• GOAL OF THE EXERCISE
Copy out every line of the data exactly.

══════════

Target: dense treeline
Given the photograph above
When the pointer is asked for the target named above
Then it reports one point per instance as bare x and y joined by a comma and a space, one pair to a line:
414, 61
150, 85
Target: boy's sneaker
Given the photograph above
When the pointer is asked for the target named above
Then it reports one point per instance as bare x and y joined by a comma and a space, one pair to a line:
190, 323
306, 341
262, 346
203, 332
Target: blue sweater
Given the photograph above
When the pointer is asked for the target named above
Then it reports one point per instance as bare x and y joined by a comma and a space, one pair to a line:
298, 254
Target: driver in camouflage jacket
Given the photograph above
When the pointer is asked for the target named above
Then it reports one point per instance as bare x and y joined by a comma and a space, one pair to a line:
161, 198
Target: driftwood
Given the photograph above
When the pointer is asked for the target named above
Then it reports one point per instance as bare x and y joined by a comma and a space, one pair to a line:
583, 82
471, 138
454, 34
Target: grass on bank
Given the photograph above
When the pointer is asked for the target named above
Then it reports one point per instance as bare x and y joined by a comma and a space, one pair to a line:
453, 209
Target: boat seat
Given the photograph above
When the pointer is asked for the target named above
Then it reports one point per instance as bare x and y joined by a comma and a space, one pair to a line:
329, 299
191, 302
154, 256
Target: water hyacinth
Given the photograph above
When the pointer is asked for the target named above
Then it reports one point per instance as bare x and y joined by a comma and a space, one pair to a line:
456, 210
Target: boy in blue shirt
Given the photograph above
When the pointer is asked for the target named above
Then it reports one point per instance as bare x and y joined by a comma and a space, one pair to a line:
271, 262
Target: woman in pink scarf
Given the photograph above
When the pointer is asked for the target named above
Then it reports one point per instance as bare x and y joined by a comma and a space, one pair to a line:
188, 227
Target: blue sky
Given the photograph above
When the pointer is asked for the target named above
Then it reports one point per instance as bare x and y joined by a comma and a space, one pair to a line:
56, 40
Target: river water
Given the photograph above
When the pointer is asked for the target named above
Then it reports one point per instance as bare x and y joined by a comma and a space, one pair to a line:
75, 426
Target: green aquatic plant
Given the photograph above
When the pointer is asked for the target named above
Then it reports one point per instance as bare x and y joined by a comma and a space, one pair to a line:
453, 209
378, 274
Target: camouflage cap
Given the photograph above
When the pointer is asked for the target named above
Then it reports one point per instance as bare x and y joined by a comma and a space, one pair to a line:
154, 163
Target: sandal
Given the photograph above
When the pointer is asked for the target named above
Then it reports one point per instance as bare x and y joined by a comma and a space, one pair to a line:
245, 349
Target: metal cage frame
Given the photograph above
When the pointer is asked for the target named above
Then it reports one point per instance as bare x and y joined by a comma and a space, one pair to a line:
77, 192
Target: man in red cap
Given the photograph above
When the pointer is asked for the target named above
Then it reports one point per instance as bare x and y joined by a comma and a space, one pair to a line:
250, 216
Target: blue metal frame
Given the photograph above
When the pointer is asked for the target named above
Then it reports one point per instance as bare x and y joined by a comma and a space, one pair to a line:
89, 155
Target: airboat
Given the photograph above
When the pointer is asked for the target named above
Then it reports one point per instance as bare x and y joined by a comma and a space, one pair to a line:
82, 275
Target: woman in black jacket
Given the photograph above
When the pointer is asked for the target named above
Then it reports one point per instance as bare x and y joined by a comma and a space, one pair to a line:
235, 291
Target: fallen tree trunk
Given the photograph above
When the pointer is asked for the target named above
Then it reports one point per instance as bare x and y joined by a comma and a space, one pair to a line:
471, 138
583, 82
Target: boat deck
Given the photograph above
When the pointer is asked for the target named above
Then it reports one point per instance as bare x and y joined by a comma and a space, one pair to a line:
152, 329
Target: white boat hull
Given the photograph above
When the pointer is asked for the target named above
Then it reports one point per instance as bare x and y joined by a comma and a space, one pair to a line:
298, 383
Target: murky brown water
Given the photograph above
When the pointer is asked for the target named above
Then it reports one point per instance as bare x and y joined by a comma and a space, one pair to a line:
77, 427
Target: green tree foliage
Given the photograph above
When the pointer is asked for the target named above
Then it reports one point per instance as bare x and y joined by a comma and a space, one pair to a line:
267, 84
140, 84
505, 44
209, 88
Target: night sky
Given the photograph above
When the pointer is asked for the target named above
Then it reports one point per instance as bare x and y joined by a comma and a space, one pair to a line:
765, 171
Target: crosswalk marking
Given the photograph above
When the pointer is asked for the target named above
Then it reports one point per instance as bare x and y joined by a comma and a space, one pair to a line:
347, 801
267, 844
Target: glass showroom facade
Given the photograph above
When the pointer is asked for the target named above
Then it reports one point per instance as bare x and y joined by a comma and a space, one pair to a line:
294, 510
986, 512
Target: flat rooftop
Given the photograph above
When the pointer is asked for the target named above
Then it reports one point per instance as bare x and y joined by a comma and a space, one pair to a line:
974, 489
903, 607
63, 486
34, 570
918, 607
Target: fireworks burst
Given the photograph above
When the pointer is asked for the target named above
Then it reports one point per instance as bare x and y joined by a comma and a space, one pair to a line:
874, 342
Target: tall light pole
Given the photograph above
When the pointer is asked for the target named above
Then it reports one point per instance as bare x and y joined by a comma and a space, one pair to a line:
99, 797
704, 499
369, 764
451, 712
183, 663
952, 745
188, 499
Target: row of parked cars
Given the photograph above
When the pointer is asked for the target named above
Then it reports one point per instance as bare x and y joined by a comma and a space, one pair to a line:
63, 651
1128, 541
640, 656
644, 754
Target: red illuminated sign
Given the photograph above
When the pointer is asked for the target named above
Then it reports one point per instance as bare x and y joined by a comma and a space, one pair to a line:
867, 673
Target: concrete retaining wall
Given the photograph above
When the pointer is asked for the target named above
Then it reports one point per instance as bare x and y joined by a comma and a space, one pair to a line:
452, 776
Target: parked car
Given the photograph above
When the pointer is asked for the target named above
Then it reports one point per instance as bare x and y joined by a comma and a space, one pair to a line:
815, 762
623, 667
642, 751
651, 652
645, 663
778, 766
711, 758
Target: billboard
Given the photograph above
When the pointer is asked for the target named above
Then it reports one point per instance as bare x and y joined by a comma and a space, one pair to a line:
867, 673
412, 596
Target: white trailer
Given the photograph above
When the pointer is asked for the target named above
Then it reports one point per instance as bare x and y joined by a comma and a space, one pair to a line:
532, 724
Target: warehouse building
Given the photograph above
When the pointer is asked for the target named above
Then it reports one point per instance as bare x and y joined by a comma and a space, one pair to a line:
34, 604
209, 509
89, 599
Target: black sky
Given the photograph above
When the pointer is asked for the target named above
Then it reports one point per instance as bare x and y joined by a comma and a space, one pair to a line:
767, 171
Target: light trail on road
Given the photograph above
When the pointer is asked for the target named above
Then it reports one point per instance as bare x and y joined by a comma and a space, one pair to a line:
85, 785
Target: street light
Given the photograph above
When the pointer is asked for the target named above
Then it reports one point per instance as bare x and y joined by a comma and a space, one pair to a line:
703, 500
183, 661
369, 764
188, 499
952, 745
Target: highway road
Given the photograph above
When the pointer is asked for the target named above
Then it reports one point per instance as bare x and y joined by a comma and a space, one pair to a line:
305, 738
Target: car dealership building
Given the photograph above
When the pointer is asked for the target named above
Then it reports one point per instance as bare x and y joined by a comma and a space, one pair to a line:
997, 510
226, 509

══════════

• RESPONSE FOR THIS EXERCISE
Target: dense treeline
Given the photograph above
When the pointer is asked for the target named above
Then it reports one point per instance as bare x and y joined by a comma and a space, one pair to a line:
414, 61
150, 85
Target: boy's sneaker
Given the photograph above
When the pointer is asked for the target named above
Then it reports one point per instance as bare x and y joined by a comma and a space, one pair to a line:
190, 323
306, 341
262, 346
203, 332
Target: blue sweater
Given the photograph above
When the pointer is asked for the target named above
Then it reports one point per instance as bare x and y joined by a comma and a space, one pair to a line:
298, 254
Target: driver in camouflage jacket
Given the photograph above
When the pointer is asked for the target named above
Then it reports one point per instance as bare x and y joined by a comma and a space, one pair to a line:
161, 198
Target: driftwood
Given the photograph above
When the pointer is asked for the target named above
Then it reports one point per instance as bare x and y joined by a comma and a space, one pair to a line:
583, 82
471, 138
454, 34
Target: grass on bank
Given the photograph above
When the pointer is asked for the target named above
Then it reports one point per instance as bare x and y joined by a comma and a space, one pair to a line:
453, 209
Target: boat seat
Given the photograph above
When the pointer is asked for the target named above
Then it reports one point per instance as bare x and y joined by a comma and a space, one pair to a line:
329, 299
191, 302
154, 256
Target: water hyacinth
Given the photograph above
When the pointer is asked for the target named above
Then it reports one point per instance as bare x and y joined by a comma and a space, one pair to a line:
456, 210
Target: boy in blue shirt
Given the photograph above
When the pointer is asked for the target named above
Then it reports one point per instance as bare x and y joined by a comma and a space, one pair to a line:
271, 262
Target: woman in pink scarf
Given the photograph above
When the pointer is asked for the target named above
Then it reports one point per instance as bare x and y joined by a comma and a space, one pair to a line:
188, 227
Target: blue sky
Given the photograph above
When the pointer is asked for the target named above
Then it reports one point per instance as bare x and y joined by a comma and a space, one pair to a line:
56, 40
Target: river water
Given the photograph above
When the pointer is asked for the target named above
Then it reports one point per instance as bare x and y joined by a comma and a space, one pair to a line:
75, 426
Target: green aquatic plant
Given the photograph above
When the pointer is asked for the target named above
Then it reports one point per instance as bare x and y joined by a comma and a space, one pair to a line:
453, 209
378, 274
Target: camouflage cap
Given the photograph above
When the pointer is asked for the target named above
Then it reports one point per instance as bare x and y joined by a comma and a space, one pair to a line:
154, 163
Target: sandal
Given the photograph above
When the pointer is asked for the target named above
Then it reports one point per instance as bare x and y joined by a comma and a space, one pair to a line:
245, 349
Target: metal cage frame
Given the photograph above
When the pointer is asked for the target named above
Then it reports one point per instance as bare x and y joined by a comma and a space, one pair to a line:
77, 192
Target: man in red cap
Given the photograph above
When the pointer is asked for the target named above
Then it reports one point per instance as bare x and y joined by a comma and a space, one pair to a line:
250, 216
Target: blue metal frame
Given the photograph above
When the pointer is asked for the target named above
Then it reports one point per instance as bare x and y joined by a comma and a space, one pair to a line:
89, 155
Target: airboat
Given the photograph above
When the pointer is asked for the target named above
Then it reports one point per instance as bare x and y joined by a comma and a space, one pair to a line:
82, 275
Target: woman in black jacket
Given the photograph above
When the pointer is asked for the target named above
Then it reports one point per instance as bare x and y joined by a comma and a space, one pair to a line:
235, 291
Target: fallen tree trunk
Given the photograph above
When the pointer is asked for the target named above
Then it reports one point per instance as bare x and y joined by a comma and a space, one pair to a line:
471, 138
583, 82
Target: boat deck
Given the photograph above
When the pointer is asked for the target named above
Then it reports one point per instance as bare x and y joined by a comma and a space, one pair to a line:
152, 329
Target: white boat hull
Given the photograph above
When the pointer is asked for the target named above
Then it reports one point per instance as bare x and y joined by a comma and a space, one pair to a line:
298, 383
Target: murky brown water
Given the photograph above
When the pointer is asked for the target named above
Then it reports one point per instance as bare x and y joined by a comma and a space, one pair to a line:
77, 427
Target: green tree foliage
Given the photograph above
When the pointer is asked for the target named above
Then it reports one point per instance as bare x and y joined by a comma and a space, one pair to a line:
267, 84
140, 84
505, 44
209, 88
Target: night sky
Given the photograph above
When the pointer is asked for the target named above
Then it reports one point per instance as bare x and y joined by a comma and a space, one pair to a line:
765, 171
Target: crosswalk marking
Given the photograph above
When the pointer is asked for the target named above
Then it reports one point per instance as bare x and y joined by a comma and a space, one pair to a line:
347, 801
267, 844
Target: glass showroom facade
Given the photograph above
When the pointer is asked for the target named above
Then it reports one point per instance as bare x and y joined by a comma and a space, one pair to a line:
294, 510
986, 512
Target: flat rooftop
Given the photograph above
When the pointer is asked for the target named above
Then it reports one point per instance as bare x and y joined by a comma and a space, one pair to a line:
974, 489
903, 607
63, 486
34, 570
918, 607
Target: fireworks burst
Given the photograph above
When the pointer is asked for the target named above
Then it reports one point per instance as bare x and y joined by a comma and a space, one pair to a line:
874, 342
Target: tall light pole
Given the photograph above
When the pointer is asked for the target named above
Then it reports one point per instance as bare x and y joined by a comma and a space, one pair to a line:
99, 797
704, 499
369, 764
451, 712
183, 663
952, 745
188, 499
Target: row of parked cars
Given the photograph above
When the pointer is asked for the target named above
Then it reports one point per instance as bare x and y joined by a comma and a space, one pair to a line:
63, 651
1128, 541
640, 656
644, 754
Target: red illuminated sign
Given the photograph above
When the pointer is asked for the target named above
Then it reports one point per instance as bare x and y joined by a comma and a space, one pair to a line:
867, 673
Target: concrete retaining wall
Given the photograph above
When the pointer is asked for the target named above
Then it reports one point per instance as bare x and y joined by a comma and a space, one pair to a line:
452, 776
Target: parked car
Given the photograph above
When the pointer is asked for the target named above
Then it reports one point per instance as bare x and y joined by a comma and a space, one pair to a line:
815, 762
623, 667
642, 751
651, 652
645, 663
778, 766
711, 758
Target: billboard
Given the photograph above
When the pointer is asked for the target named above
Then it reports one point per instance as bare x and y joined by a comma and a space, one pair to a line:
867, 673
412, 596
Target: white trailer
Given the photograph above
When the pointer is asked for the target named above
Then it reports one point per instance as bare x and y joined by a comma and a space, one pair to a line:
532, 724
Target: warehouse building
Given the photograph above
When the pointer is asked for the target named above
Then it reports one point per instance as bare x and y joined by a comma and a space, one pair to a line:
34, 604
209, 509
89, 599
Target: black sky
Given the photograph above
When the pointer is asked for the target named above
Then it reports one point per instance as bare x and y joined by a comma and a space, one pair to a line:
767, 171
Target: light trail on road
Given the photograph above
When the pointer is asked for the target named above
Then it reports one point per instance as bare x and y joined by a comma and a space, one pair to a line:
85, 785
Target: street light
Given the photograph above
When the pointer is asked for the target named above
Then it reports one point per instance as bare x and y joined by a comma and a space, one pair to a line:
703, 500
183, 661
369, 764
188, 499
952, 745
Target: highway road
Given the photograph above
When the pointer is asked for the target named above
Then it reports one point per instance as bare x and y joined by a comma and a space, one pair to a line:
305, 738
Target: car dealership building
Given the photograph above
When the pointer is asked for the target named above
Then it reports one point per instance as bare x and y joined by a comma and a space, one pair to a line:
997, 510
226, 509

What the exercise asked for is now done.